• _SHORT EXERCISE_
From the items below, pull out every line that contains the word "plant" and copy each one as it appears.

• _PROVIDED MATERIAL_
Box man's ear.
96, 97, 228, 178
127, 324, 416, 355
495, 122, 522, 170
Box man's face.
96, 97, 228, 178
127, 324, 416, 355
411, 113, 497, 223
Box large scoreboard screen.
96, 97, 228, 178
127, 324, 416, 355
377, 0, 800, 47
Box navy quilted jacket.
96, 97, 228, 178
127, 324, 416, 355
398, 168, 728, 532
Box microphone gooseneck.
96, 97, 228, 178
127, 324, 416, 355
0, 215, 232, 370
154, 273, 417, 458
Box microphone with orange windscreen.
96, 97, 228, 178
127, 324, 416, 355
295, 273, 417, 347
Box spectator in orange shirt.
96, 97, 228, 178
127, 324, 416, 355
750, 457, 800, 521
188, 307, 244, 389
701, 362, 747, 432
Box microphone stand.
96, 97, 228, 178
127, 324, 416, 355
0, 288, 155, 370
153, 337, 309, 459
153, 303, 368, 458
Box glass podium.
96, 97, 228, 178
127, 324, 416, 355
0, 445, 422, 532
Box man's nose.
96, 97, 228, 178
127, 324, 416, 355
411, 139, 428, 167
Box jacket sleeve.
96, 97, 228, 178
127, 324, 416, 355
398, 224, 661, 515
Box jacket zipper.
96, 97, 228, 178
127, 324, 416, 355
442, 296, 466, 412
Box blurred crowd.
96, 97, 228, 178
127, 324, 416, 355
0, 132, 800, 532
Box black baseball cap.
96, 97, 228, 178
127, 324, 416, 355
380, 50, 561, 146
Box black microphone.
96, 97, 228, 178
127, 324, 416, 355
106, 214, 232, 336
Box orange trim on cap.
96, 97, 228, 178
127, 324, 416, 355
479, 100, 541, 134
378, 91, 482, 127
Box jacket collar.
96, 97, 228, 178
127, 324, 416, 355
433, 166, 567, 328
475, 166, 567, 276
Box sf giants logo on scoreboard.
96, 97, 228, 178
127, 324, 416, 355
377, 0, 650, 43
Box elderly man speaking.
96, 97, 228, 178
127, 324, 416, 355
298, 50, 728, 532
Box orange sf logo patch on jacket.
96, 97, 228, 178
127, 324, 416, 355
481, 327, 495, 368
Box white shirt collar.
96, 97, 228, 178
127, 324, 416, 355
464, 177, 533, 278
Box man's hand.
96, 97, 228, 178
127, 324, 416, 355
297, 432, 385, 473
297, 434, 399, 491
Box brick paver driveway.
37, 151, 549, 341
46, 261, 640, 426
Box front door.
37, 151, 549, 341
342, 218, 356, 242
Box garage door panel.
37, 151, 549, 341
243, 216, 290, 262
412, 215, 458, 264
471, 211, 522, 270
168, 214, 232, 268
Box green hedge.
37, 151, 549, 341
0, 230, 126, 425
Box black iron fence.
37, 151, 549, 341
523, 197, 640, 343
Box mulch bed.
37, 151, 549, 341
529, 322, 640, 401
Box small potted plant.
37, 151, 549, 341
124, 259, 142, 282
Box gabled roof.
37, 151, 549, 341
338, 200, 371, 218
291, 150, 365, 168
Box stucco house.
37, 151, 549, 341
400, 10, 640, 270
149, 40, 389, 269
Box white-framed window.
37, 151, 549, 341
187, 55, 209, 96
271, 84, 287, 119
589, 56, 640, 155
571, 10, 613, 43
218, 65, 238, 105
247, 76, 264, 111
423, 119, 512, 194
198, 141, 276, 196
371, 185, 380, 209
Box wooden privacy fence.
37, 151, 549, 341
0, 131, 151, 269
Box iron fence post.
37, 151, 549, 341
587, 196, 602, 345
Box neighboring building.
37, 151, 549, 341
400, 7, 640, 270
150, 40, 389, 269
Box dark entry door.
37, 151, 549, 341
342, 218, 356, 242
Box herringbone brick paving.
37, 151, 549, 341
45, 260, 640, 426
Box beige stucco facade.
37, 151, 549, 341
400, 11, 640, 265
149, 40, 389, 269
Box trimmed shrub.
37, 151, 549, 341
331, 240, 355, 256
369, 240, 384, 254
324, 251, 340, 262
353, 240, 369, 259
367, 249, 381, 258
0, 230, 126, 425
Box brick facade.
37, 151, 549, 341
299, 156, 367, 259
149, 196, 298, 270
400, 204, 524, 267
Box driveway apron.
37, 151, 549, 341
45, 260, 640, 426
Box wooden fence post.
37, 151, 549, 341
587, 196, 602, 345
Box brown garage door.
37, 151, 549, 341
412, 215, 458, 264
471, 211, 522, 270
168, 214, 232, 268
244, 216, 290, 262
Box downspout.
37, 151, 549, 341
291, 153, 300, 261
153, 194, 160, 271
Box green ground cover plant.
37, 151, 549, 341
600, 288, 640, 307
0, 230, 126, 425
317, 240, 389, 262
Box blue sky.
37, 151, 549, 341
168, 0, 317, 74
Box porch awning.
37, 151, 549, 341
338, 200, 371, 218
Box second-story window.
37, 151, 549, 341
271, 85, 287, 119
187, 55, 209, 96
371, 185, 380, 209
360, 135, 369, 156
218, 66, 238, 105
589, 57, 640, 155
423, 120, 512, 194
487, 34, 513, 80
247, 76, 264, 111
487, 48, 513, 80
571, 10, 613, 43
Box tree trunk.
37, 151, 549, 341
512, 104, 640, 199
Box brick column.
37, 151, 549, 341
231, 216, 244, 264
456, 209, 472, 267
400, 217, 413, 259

• _WRITTEN ANSWER_
Box small potted plant.
Box green ground cover plant.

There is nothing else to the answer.